* Tasks to perform:
(1) In the piece on German energy policy reform, translate this sentence into Spanish: "Germany will always need a full 80 GW of dispatchable capacity to meet peak annual demand in late November evenings."
(2) Carry on the piece on German energy policy reform from the point where it stops.

* Quoted passage:
◆ ◆ ◆ ◆

Germany does not yet have a new coalition, but the debate about German energy policy reform is in full bloom. Today, Craig Morris talks about the changes that would affect energy corporations – and can’t help noticing the German penchant for market-based instruments and efforts to limit governmental intervention.
Germany remains wedded to free markets despite the numerous obvious market failures in the energy sector. The solutions proposed will have to be market-based (however defined) if they are to be taken seriously. I see two major market failures that need to be addressed; the list is by no means exhaustive.
Market failure #1: Idle backup capacity unprofitable. Ideally, if a gas turbine only runs for a couple of hundred hours a year rather than a couple of thousand, it should be able to simply charge more so that it remains profitable. In practice, the turbine operator does not know how many hours the plant will run for the rest of the year and simply has to take whatever price the market offers when the turbine has to switch on to meet demand.
Germany will always need a full 80 GW of dispatchable capacity to meet peak annual demand in late November evenings. But Germany is largely switching to wind and solar, which are not dispatchable. Yet, as wind and solar power grow, conventional plants will run less, becoming unprofitable.
The result is a reluctance to invest in new plants – and plans to decommission gas turbines, the most flexible backup capacity. The outcome could be insufficient dispatchable capacity, and the prospect worries supporters of the energy transition. As Rainer Baake, head of Berlin-based think tank Agora Energiewende, recently put it, “We regard this prospect as highly dangerous.”

◆ ◆ ◆ ◆

* Excerpted data:
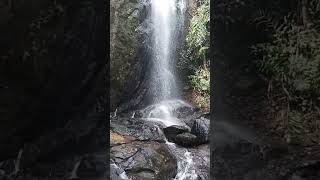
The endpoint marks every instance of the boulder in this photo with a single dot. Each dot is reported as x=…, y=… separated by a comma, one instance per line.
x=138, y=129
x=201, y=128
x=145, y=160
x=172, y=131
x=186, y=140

◆ ◆ ◆ ◆

* Results of the exercise:
(1) Alemania siempre necesitará 80 GW completos de capacidad despachable para cubrir la demanda máxima anual en las noches de finales de noviembre.

(2)
Payments for capacity – kilowatts instead of kilowatt-hours – should, however, be kept to a minimum and tailored to the plant’s flexibility and carbon emissions. Germany will not need baseload power in a decade, so baseload plants should not receive capacity payments. Furthermore, gas turbines have lower carbon emissions than new, flexible brown coal plants, so the latter should also not be eligible for capacity payments.
Market failure #2: Grids. Grid operators are uninterested in the guaranteed profit margins of up to nine percent offered for grid investments and have therefore done little to expand the grid. In one prominent case, grid operator Tennet – a 100 percent subsidiary of the Dutch state – would have to make investments exceeding its entire annual revenue.
Here, we see the German reluctance to have the government step in and fix everything, for the obvious solution would be that the government should take over Germany’s for transmission grid zones as natural monopolies – something Denmark did years ago. But don’t hold your breath; it ain’t gonna happen.
The obvious solution is forcing investors to swallow losses. Grid operators like Tennet currently have to pay for offshore wind they cannot transport, but the costs are simply passed on to consumers as a higher grid fee. Investors in offshore wind be treated the same as those investing in onshore wind; the latter cannot simply continue building and be paid in full for power not sold to the grid if the grid is not expanded in time. Grid operators could pay offshore investors part of the sum, forcing them to tailor their plans to the grid, and grid operators should have to book such payments as a penalty – so they have to pay something if they fail to provide a connection.
The result would be slower growth in the offshore wind sector, which is not a big problem – what the Energiewende and needs most is wind power, and onshore will do the trick just fine. Another result would be more distributed onshore wind power, which would probably strengthen community projects. In my next post, I discuss the role that citizen investors will play in focusing on onshore wind.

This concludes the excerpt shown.